■ **Short task 1**:
Answer these questions about the interest and fees section:
(a) Which section sets forth the terms and priorities for payment?
(b) What name is given collectively to the fee letter agreements?
(c) At what rate does the Capital of each Lender accrue interest?

■ **Passage**:
◆ ◆ ◆ ◆ ◆
SECTION 2.03. Interest and Fees.

(a) On each Settlement Date, the Borrower shall, in accordance with the terms
and priorities for payment set forth in Section 3.01, pay to each applicable
Group Agent, each applicable Lender and, the Administrative Agent and/or the
Structuring Agent certain fees (collectively, the “Fees”) in the amounts set
forth in the fee letter agreements from time to time entered into, among the
Borrower, the members of the applicable Group (or their Group Agent on their
behalf) and/or the Administrative Agent or the Structuring Agent (each such fee
letter agreement, as amended, restated, supplemented or otherwise modified from
time to time, collectively being referred to herein as the “Fee Letter”).

(b) The Capital of each Lender shall accrue interest on each day when such
Capital remains outstanding at the then applicable Interest Rate for such
Lender. The Borrower shall pay all Interest, Fees and Breakage Fees accrued
during each Interest Period on the immediately following Settlement Date in
accordance with the terms and priorities for payment set forth in Section 3.01.
◆ ◆ ◆ ◆ ◆
■ **Data to use**:
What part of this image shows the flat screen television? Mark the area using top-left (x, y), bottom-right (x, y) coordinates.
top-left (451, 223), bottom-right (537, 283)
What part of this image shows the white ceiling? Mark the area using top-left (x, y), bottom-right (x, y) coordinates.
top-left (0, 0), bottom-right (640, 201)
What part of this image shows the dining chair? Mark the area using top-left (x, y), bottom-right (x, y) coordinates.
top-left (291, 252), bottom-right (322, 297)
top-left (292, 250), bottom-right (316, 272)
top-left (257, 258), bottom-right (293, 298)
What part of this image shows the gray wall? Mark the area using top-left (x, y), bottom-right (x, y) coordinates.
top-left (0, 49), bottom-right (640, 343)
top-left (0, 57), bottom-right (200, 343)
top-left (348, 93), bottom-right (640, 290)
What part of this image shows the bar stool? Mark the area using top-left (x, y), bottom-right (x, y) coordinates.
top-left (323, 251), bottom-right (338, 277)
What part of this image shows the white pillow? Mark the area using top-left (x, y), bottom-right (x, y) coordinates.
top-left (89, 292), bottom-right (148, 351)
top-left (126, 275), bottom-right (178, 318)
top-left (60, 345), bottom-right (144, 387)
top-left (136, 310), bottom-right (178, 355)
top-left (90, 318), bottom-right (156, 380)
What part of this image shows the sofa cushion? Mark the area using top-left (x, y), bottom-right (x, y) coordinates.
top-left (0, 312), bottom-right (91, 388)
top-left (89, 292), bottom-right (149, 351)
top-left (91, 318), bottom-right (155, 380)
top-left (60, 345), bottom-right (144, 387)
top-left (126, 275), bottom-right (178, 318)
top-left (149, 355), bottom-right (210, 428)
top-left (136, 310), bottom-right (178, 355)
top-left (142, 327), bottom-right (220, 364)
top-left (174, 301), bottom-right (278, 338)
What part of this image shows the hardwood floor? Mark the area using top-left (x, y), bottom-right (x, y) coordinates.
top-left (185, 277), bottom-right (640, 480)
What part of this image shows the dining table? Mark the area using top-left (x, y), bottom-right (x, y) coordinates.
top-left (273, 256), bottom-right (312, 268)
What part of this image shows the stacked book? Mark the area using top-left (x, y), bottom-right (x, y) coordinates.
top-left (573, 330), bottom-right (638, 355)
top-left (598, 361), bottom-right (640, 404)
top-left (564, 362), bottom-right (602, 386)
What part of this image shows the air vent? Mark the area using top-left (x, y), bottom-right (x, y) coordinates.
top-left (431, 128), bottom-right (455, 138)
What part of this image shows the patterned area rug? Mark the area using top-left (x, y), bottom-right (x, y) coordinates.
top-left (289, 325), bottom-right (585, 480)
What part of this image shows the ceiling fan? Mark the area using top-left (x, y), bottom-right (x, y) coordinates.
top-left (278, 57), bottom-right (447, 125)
◆ ◆ ◆ ◆ ◆
■ **Short task 2**: Lay out the entries from the line containing "What part of this image shows the sofa" through the line containing "top-left (564, 362), bottom-right (602, 386)" as a Markdown table with the columns Row and Entry. Give each line its own numbered row, and leave out blank lines.

■ **Complete output 1**:
(a) Section 3.01.
(b) The "Fee Letter."
(c) The then applicable Interest Rate for such Lender.

■ **Complete output 2**:
| Row | Entry |
|---|---|
| 1 | What part of this image shows the sofa cushion? Mark the area using top-left (x, y), bottom-right (x, y) coordinates. |
| 2 | top-left (0, 312), bottom-right (91, 388) |
| 3 | top-left (89, 292), bottom-right (149, 351) |
| 4 | top-left (91, 318), bottom-right (155, 380) |
| 5 | top-left (60, 345), bottom-right (144, 387) |
| 6 | top-left (126, 275), bottom-right (178, 318) |
| 7 | top-left (149, 355), bottom-right (210, 428) |
| 8 | top-left (136, 310), bottom-right (178, 355) |
| 9 | top-left (142, 327), bottom-right (220, 364) |
| 10 | top-left (174, 301), bottom-right (278, 338) |
| 11 | What part of this image shows the hardwood floor? Mark the area using top-left (x, y), bottom-right (x, y) coordinates. |
| 12 | top-left (185, 277), bottom-right (640, 480) |
| 13 | What part of this image shows the dining table? Mark the area using top-left (x, y), bottom-right (x, y) coordinates. |
| 14 | top-left (273, 256), bottom-right (312, 268) |
| 15 | What part of this image shows the stacked book? Mark the area using top-left (x, y), bottom-right (x, y) coordinates. |
| 16 | top-left (573, 330), bottom-right (638, 355) |
| 17 | top-left (598, 361), bottom-right (640, 404) |
| 18 | top-left (564, 362), bottom-right (602, 386) |